INPUT |
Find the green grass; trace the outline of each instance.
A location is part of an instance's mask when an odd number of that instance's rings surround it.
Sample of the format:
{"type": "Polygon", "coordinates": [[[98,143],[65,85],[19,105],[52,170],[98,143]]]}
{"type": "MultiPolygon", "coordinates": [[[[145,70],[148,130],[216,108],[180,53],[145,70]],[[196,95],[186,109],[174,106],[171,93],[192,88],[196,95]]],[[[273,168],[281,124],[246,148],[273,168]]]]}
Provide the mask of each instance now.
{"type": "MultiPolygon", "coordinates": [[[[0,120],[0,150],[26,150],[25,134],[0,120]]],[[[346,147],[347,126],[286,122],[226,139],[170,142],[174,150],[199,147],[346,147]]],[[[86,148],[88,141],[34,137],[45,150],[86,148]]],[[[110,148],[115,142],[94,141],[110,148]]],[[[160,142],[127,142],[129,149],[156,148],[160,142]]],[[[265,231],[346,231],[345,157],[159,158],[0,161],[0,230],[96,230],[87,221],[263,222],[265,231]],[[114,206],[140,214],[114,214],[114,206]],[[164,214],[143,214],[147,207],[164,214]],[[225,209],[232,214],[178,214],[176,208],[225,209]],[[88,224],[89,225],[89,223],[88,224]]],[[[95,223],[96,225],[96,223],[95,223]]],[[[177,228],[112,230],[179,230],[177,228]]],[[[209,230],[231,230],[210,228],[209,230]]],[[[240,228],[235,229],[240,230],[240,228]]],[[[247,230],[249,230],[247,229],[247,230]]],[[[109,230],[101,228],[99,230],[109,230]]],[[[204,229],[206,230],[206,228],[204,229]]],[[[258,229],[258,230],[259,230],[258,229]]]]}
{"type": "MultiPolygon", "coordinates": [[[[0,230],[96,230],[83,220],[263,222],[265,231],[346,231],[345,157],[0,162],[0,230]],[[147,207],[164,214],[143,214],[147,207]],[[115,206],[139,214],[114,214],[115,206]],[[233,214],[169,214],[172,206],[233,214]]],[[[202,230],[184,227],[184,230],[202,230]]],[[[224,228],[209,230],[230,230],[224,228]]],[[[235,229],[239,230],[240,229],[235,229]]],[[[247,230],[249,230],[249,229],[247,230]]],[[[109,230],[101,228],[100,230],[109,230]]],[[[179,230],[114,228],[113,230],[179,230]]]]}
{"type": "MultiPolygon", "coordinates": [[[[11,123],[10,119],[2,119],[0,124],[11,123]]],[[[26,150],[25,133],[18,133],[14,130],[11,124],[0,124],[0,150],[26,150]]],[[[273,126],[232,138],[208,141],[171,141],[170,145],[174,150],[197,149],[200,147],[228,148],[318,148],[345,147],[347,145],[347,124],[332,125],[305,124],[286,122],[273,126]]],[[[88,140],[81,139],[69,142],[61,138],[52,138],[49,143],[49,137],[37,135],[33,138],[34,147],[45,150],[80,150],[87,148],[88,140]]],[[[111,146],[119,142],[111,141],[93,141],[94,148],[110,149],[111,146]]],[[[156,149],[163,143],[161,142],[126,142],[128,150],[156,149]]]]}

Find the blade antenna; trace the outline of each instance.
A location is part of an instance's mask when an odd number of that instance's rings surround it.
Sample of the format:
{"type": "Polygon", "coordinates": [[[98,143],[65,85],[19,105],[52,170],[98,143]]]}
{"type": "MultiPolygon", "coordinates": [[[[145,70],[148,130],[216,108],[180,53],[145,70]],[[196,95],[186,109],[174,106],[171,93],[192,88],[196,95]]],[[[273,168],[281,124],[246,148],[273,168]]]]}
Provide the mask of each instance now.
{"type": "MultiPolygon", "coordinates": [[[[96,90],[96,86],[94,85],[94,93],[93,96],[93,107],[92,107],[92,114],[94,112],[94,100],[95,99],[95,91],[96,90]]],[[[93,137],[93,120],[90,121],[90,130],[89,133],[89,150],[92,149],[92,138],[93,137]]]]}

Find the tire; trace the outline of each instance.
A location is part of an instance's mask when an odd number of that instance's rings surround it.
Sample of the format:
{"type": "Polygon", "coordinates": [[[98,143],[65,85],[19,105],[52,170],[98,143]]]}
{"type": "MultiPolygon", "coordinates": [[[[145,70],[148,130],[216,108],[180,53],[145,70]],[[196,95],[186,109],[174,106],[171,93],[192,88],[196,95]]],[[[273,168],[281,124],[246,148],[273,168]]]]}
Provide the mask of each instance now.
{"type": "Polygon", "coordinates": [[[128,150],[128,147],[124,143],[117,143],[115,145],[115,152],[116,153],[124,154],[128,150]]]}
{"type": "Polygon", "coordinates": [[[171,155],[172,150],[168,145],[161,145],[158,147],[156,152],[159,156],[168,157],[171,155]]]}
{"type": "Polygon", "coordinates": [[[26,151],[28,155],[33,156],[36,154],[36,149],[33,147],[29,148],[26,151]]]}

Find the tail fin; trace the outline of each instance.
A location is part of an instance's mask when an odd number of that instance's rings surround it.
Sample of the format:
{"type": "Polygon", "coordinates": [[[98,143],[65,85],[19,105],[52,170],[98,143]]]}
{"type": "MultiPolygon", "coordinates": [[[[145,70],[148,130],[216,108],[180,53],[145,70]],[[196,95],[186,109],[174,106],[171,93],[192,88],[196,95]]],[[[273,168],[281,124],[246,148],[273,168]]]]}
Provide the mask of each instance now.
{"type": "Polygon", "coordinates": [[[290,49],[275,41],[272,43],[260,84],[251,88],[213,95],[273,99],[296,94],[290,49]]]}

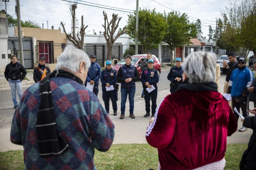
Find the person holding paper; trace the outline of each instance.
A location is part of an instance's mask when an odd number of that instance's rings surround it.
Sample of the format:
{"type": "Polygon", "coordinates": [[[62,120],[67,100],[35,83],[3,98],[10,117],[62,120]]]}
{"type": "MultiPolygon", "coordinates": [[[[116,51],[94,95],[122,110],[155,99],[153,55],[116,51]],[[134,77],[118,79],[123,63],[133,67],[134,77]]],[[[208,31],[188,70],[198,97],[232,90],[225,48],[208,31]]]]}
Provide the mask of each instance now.
{"type": "Polygon", "coordinates": [[[177,57],[175,59],[176,65],[172,67],[167,76],[168,80],[171,81],[170,84],[170,91],[171,93],[173,93],[177,90],[178,87],[182,82],[182,75],[183,74],[183,69],[181,66],[181,59],[177,57]]]}
{"type": "Polygon", "coordinates": [[[91,85],[93,85],[93,92],[96,96],[99,93],[99,82],[100,78],[100,72],[101,69],[100,66],[96,62],[96,56],[92,54],[90,56],[91,67],[89,68],[88,75],[86,80],[84,83],[84,85],[86,87],[87,82],[90,83],[91,85]]]}
{"type": "MultiPolygon", "coordinates": [[[[112,102],[114,116],[117,115],[117,71],[112,68],[112,63],[110,60],[106,61],[106,68],[101,72],[100,81],[102,86],[102,98],[104,101],[105,109],[109,114],[109,98],[112,102]],[[107,91],[106,87],[114,86],[112,90],[107,91]]],[[[118,86],[117,87],[118,88],[118,86]]]]}
{"type": "Polygon", "coordinates": [[[236,131],[237,123],[218,92],[216,62],[213,53],[190,54],[183,64],[182,84],[152,118],[145,136],[158,149],[158,169],[224,168],[227,136],[236,131]]]}
{"type": "Polygon", "coordinates": [[[135,119],[133,114],[134,108],[134,95],[135,94],[136,85],[135,81],[139,79],[139,74],[136,67],[132,64],[132,58],[130,54],[127,54],[124,58],[125,64],[118,70],[117,76],[117,80],[121,82],[121,115],[120,118],[124,118],[125,111],[125,103],[127,95],[129,95],[130,104],[130,117],[135,119]]]}
{"type": "Polygon", "coordinates": [[[146,107],[146,114],[145,117],[150,116],[150,97],[152,101],[151,106],[151,117],[154,117],[157,108],[157,83],[159,81],[159,77],[157,71],[153,68],[154,60],[150,59],[148,61],[148,68],[142,71],[140,81],[144,90],[144,99],[146,107]],[[147,88],[151,89],[152,86],[155,88],[150,93],[147,90],[147,88]]]}
{"type": "MultiPolygon", "coordinates": [[[[243,57],[240,57],[238,61],[238,68],[232,72],[229,79],[227,93],[231,94],[232,97],[232,107],[233,110],[236,108],[238,112],[240,108],[242,110],[243,116],[245,117],[249,115],[247,111],[249,109],[249,91],[253,80],[252,72],[246,67],[246,60],[243,57]]],[[[235,114],[237,120],[238,121],[239,116],[235,114]]],[[[238,130],[244,132],[247,128],[243,125],[238,130]]]]}
{"type": "MultiPolygon", "coordinates": [[[[248,111],[256,116],[256,108],[248,111]]],[[[247,116],[241,120],[245,126],[253,130],[250,138],[248,147],[242,156],[240,162],[240,169],[253,170],[256,167],[256,116],[247,116]]]]}

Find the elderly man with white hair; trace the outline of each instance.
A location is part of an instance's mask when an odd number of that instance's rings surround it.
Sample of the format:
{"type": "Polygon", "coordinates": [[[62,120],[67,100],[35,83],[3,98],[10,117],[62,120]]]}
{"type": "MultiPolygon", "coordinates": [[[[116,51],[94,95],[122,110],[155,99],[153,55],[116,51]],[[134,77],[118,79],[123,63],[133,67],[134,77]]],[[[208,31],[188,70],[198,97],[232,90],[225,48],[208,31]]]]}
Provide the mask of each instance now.
{"type": "Polygon", "coordinates": [[[158,149],[158,169],[224,168],[227,136],[237,124],[214,82],[216,58],[203,52],[188,56],[182,84],[161,102],[150,122],[146,137],[158,149]]]}
{"type": "Polygon", "coordinates": [[[67,47],[55,70],[24,93],[11,140],[23,145],[26,169],[94,169],[94,148],[110,148],[114,125],[83,86],[90,64],[84,52],[67,47]]]}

DIRECTION | How many of the lines above contain the word "outline"? Reply with the number alone.

SOLUTION BELOW | 6